- [WHAT IS EXPECTED] For this exercise, write out every entry exactly and leave the pictures out.

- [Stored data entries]

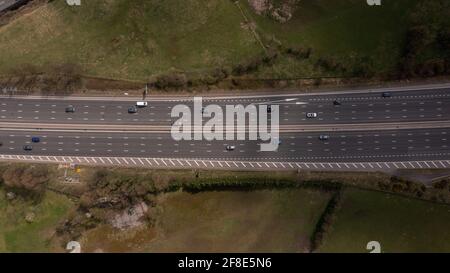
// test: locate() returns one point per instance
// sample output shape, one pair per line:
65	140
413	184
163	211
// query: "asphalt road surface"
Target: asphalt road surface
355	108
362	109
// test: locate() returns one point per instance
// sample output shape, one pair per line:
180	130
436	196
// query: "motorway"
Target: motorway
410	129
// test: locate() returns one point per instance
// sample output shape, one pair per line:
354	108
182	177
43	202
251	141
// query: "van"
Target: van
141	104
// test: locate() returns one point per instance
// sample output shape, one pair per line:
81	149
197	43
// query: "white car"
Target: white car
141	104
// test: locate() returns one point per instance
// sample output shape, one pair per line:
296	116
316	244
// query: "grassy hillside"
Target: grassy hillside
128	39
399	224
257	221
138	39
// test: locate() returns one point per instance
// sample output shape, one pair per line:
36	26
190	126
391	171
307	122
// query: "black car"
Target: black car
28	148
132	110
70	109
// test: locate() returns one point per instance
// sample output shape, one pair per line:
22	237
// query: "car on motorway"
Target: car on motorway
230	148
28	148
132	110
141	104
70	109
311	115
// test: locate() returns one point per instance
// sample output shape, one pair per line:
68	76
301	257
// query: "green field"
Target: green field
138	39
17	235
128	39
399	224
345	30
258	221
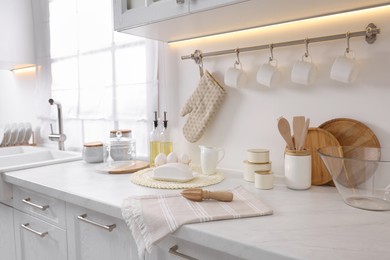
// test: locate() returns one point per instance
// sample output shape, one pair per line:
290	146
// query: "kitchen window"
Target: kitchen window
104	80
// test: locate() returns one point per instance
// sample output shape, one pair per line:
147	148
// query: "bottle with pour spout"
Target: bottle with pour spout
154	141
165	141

- [COMPLETED TASK]
// test: locate() returns one point per instance
// sample output shape, one pair per line:
65	140
413	184
163	211
// query: "asphalt road surface"
Target: asphalt road surface
355	108
362	109
// test: locate() returns one point per instance
// sample output shape, one pair per line:
180	130
436	196
// query: "motorway"
Target: motorway
410	129
// test: locate() returns one point per instance
// sample output shape, one pair per line:
354	108
182	177
43	202
251	141
// query: "van"
Target: van
141	104
// test: locate() returns one point per instance
// sample output shape, one pair per line:
81	149
197	43
// query: "white car"
Target: white car
141	104
// test: locate() returns one point per instance
// sample output shape, one pair per line:
296	116
316	244
// query: "grassy hillside"
Target: grassy hillside
128	39
399	224
257	221
138	39
// test: locate() returns one point per instance
// sample output shape, one pair per line:
36	26
190	126
391	171
307	122
// query: "black car"
Target: black car
28	148
132	110
70	109
// test: locate() returns one point per instance
// sample output shape, one pair per line:
22	237
// query: "car on motorway"
Target: car on motorway
230	148
28	148
132	110
141	104
70	109
311	115
// test: locate() returns one point per instance
// sample output shape, one pair per line:
68	76
301	257
// query: "green field"
Target: green field
138	39
17	235
128	39
399	224
345	30
258	221
// test: locate() returns one point per instance
// sample output shape, one pair per line:
290	146
// query: "kitchen window"
Target: kitchen window
104	80
// test: locate() returns one point per instance
// sample output shape, one pair per line:
147	148
// query: "bottle with pour spout"
Target: bottle with pour spout
154	141
165	141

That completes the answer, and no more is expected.